▶
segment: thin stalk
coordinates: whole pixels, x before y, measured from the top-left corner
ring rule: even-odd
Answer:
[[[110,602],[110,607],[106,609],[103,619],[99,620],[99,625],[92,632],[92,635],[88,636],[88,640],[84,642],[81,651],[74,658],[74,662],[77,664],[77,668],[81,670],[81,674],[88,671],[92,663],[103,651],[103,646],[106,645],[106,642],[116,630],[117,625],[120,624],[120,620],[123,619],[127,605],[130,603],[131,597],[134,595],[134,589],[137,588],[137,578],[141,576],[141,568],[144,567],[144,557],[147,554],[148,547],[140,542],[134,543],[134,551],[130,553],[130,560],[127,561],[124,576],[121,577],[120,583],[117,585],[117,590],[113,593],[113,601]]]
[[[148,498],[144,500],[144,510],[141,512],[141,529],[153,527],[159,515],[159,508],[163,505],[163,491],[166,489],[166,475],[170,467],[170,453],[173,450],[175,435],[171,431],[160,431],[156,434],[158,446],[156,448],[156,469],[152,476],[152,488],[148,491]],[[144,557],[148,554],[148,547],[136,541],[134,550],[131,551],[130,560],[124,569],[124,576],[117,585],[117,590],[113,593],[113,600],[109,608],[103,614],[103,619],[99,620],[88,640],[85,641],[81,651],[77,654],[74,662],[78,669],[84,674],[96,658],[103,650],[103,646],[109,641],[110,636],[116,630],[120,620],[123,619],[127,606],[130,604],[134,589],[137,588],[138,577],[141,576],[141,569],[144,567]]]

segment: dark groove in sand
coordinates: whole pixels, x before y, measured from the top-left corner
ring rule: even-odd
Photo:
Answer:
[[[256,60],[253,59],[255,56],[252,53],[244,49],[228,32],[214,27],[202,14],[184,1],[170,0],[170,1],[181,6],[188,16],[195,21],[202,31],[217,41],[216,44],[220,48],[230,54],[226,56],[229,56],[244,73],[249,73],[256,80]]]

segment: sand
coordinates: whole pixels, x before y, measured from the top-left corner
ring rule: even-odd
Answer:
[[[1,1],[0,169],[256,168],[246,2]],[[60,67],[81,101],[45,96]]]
◀
* **GIVEN EXERCISE**: Copy the material verbatim from the line containing "segment: sand" through the end of the material, including both ends.

* **RESULT OF THE TASK**:
segment: sand
coordinates: whole pixels, x before y, measured from the top-left corner
ring rule: even-odd
Answer:
[[[1,1],[0,169],[256,168],[246,2]],[[60,67],[81,101],[45,96]]]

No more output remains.